• **EXERCISES TO COMPLETE**:
**1)** According to the journal entry, how many days did the writer spend in the hospital?
**2)** Transcribe the journal entry between "Not Just an" and "sleep and rest.", inclusive.

• **DOCUMENT SEGMENT**:

Not Just an Entry – Thoughts Needed to Be Let Out
I am not watching the news tonight from 5 PM to 6 PM because I want to have any anxiety before Thursday morning appointment in the morning with Dr. A. With my BP being recorded high yesterday, I am hoping and praying that I do not have high blood pressure now after being discharged from the hospital nor do I want my kidney creatinine to be high again. Spending nine days in the hospital had provoked fear and anxiety in me. I do not want to be in the hospital again. It pays to have great doctors, Dr. A, Dr. H, Dr. D, Dr. S, and Dr. L looking out for me and have been interested in my health needs for a long time. I just want quietness right now with Unsolved Mysteries on The Roku Channel running in the background while I write my thoughts before it gets so late that I need to close up shop for the night and get some decent sleep and rest.

(Dataset entries)
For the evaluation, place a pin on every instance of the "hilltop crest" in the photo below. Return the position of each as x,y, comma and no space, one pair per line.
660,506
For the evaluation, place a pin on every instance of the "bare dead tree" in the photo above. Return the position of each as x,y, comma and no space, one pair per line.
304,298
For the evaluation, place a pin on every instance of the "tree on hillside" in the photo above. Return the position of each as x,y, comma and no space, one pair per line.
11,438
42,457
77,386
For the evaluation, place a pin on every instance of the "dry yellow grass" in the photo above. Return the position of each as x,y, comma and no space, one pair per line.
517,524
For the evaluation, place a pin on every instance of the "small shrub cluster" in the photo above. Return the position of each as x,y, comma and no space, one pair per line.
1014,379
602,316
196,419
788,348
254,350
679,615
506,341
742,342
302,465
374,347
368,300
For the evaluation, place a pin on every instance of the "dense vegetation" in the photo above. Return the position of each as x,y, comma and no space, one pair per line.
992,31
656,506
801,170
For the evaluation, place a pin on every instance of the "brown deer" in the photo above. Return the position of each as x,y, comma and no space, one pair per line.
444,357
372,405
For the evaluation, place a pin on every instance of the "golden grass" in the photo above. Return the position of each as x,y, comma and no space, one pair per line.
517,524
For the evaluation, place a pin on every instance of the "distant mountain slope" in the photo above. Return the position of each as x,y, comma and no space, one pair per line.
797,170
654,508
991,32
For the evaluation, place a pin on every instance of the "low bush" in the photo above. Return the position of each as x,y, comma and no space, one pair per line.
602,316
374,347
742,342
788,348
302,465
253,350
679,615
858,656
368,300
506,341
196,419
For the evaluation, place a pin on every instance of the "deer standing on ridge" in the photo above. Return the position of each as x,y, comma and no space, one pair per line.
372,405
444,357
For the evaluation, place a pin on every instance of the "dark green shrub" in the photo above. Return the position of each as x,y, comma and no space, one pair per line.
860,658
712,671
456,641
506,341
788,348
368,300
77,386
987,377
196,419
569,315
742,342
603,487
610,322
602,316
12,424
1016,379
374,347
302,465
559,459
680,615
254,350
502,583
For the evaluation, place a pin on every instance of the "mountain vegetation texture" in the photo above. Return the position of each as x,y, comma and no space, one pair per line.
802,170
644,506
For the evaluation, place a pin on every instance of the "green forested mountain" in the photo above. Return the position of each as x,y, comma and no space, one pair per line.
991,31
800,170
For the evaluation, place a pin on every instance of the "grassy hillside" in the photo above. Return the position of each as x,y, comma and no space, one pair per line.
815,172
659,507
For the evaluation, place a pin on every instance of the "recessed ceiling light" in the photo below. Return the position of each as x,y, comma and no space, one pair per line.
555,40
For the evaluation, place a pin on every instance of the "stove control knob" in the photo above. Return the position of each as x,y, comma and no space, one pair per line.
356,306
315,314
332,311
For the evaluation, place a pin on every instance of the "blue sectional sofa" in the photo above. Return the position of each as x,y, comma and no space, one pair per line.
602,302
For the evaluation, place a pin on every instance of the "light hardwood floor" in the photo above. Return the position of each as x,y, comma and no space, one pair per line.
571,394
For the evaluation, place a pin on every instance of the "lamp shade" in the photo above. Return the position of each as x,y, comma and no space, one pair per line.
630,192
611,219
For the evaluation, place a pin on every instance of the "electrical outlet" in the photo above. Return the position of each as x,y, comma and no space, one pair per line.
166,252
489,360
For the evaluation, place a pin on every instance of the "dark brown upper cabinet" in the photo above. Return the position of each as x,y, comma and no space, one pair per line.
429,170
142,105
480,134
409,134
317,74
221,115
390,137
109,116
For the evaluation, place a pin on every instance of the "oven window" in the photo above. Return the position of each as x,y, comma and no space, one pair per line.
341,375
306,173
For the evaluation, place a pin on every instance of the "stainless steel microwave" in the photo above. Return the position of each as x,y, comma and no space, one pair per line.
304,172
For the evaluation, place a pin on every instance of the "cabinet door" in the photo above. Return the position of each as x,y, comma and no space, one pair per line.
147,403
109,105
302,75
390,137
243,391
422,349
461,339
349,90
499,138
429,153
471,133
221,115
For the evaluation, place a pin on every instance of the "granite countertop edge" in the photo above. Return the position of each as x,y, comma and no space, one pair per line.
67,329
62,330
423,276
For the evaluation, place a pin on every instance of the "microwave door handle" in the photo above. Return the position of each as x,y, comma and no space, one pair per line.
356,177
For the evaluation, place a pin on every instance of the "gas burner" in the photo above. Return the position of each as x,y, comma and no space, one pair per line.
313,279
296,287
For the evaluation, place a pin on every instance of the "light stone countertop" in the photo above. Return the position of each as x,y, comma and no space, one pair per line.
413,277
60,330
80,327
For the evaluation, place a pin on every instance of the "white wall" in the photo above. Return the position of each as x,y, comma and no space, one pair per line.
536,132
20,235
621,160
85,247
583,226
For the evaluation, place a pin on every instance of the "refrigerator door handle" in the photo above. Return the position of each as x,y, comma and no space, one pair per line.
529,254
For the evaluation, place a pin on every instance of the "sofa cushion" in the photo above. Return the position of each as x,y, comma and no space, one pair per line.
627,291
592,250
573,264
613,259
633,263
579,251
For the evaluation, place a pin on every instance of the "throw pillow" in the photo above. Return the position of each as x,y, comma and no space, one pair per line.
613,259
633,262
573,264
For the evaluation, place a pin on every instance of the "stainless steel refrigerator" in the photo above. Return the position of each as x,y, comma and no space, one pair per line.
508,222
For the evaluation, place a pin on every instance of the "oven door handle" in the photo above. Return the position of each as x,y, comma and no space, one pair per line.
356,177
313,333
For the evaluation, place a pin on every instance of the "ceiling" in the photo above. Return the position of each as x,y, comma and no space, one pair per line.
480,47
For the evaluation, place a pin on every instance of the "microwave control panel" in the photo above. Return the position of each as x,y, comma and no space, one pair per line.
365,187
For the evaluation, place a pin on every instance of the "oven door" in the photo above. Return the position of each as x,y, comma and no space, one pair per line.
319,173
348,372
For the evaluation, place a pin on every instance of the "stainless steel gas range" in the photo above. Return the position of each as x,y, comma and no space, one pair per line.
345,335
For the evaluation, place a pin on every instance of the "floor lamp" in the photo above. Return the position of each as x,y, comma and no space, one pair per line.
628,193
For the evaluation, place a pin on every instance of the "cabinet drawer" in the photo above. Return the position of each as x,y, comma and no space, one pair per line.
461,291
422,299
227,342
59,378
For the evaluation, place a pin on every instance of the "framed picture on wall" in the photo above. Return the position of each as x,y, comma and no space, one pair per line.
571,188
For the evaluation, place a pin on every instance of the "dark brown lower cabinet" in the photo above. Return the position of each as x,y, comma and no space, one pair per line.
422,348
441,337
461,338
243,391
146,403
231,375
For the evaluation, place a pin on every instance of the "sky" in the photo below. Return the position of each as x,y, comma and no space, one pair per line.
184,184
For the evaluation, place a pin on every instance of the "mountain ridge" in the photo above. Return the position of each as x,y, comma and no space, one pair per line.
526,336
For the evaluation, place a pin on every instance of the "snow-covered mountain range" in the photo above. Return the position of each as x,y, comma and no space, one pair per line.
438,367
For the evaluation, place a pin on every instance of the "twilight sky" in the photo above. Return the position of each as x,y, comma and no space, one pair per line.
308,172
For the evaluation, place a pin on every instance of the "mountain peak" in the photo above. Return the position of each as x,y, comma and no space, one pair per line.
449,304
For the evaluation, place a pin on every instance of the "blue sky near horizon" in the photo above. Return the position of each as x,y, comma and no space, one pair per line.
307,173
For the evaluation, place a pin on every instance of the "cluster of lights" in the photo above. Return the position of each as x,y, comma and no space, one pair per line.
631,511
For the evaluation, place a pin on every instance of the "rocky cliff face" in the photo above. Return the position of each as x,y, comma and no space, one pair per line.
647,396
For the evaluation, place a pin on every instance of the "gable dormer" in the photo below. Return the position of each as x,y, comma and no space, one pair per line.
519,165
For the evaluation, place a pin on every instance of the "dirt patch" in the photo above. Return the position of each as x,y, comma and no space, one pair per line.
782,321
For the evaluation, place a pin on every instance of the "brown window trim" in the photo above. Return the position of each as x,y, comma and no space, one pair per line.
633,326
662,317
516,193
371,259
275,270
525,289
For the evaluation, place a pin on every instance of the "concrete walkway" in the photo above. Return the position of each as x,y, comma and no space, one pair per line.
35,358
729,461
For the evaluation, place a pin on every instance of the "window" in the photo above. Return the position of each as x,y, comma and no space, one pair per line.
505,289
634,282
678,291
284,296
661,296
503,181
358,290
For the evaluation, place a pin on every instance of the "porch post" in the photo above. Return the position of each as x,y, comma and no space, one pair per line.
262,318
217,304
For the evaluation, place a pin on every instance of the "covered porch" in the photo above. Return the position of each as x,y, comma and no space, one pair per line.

• **SOLUTIONS IN ORDER**:
**1)** Nine days.

**2)**
Not Just an Entry – Thoughts Needed to Be Let Out
I am not watching the news tonight from 5 PM to 6 PM because I want to have any anxiety before Thursday morning appointment in the morning with Dr. A. With my BP being recorded high yesterday, I am hoping and praying that I do not have high blood pressure now after being discharged from the hospital nor do I want my kidney creatinine to be high again. Spending nine days in the hospital had provoked fear and anxiety in me. I do not want to be in the hospital again. It pays to have great doctors, Dr. A, Dr. H, Dr. D, Dr. S, and Dr. L looking out for me and have been interested in my health needs for a long time. I just want quietness right now with Unsolved Mysteries on The Roku Channel running in the background while I write my thoughts before it gets so late that I need to close up shop for the night and get some decent sleep and rest.